Feature request: blacklist form param values to test

rsussland commented 12 years ago

This may or may not be a duplicate of Issue 153..

I am driving a browser and can pick up forms (e.g. JS-generated forms) which I then pass to Arachni via the vectorfeed. When I see a hidden parameter, I can do some basic testing (change the supplied value and submit the form, to see if I am logged out or if the form submission is rejected). In that case, I deduce that the hidden parameter is a CSRF token, and I would like Arachni to not fuzz this value, while continuing to test the other values in the form. I still have to pass that param to Arachi otherwise the form submission wont work.

rsussland commented 12 years ago

And, as POSTs are often converted to GETs on redirects, etc, the same should be done with link params, as you don't know whether it is a form or not at the http layer.

Zapotek commented 12 years ago

Excluding individual params is easy, the problem would appear when trying to exclude individual elements and even harder when wanting to exclude individual params of individual elements.

You could do this easily using a DSL but as the situation stands right now it would be very cumbersome.

After I implement a proper cooie-jar for #168 I'll take care of this.

PS. Glad people started using the VectorFeed plug-in. :)

Zapotek commented 12 years ago

Simple system option for globally excluding params by name (like the way it is for links now) and a plugin that would load rules (in the form of very simple Ruby scripts) which would decide whether or not to audit certain elements or params of elements.

How does that sound?

rsussland commented 12 years ago

On Apr 1, 2012, at 8:01 PM, Tasos Laskos wrote:

Simple system option for globally excluding params by name (like the way it is for links now) and a plugin that would load rules (in the form of very simple Ruby scripts) which would decide whether or not to audit certain elements or params of elements.

That's all I need now, as CSRF tokens are going to be universal across forms. But, in some (distant?) future, if you want to keep exposing vectorfeed type functionality, you may want to think about some form of templating so that if I supply 3 vectors, Arachni would fuzz the first two but leave the other one alone, in which case the scope would be per page. And then there is Burp-like functionality of whether you fuzz one at a time, or all three, etc.

Of course I am happy with anything as it is free work :)

How does that sound?

Reply to this email directly or view it on GitHub: https://github.com/Zapotek/arachni/issues/169#issuecomment-4871756

Zapotek commented 12 years ago

No no we'll have none of that, if you give me an example of that I'll be glad to implement it.

rsussland commented 12 years ago

Imagine that there is a website that you log into and it also allows you to create new accounts. There are two forms, both have a field with name "password", except that in the first form, it is the password of the user and in the second form, it is the password that you are setting for a new user account.

If you fuzz the first password form, you get logged out, but you want to fuzz the second password param.

One way to distinguish between these two forms is that the request will most likely have a different URL, say with path /login.asp and the second one has: /account.asp, etc.

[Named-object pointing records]
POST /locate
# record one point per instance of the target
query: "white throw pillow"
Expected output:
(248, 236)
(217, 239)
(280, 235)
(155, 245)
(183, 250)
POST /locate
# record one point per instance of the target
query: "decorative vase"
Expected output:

WRITTEN INSTRUCTION 1: In the thread, what two URL paths does the last comment give as a way to tell the login form from the account-creation form?
WRITTEN INSTRUCTION 2: Will you duplicate all of the records line for line, changing nothing?

EXERCISE OUTPUT 1: /login.asp and /account.asp

EXERCISE OUTPUT 2:
POST /locate
# record one point per instance of the target
query: "white throw pillow"
Expected output:
(248, 236)
(217, 239)
(280, 235)
(155, 245)
(183, 250)
POST /locate
# record one point per instance of the target
query: "decorative vase"
Expected output:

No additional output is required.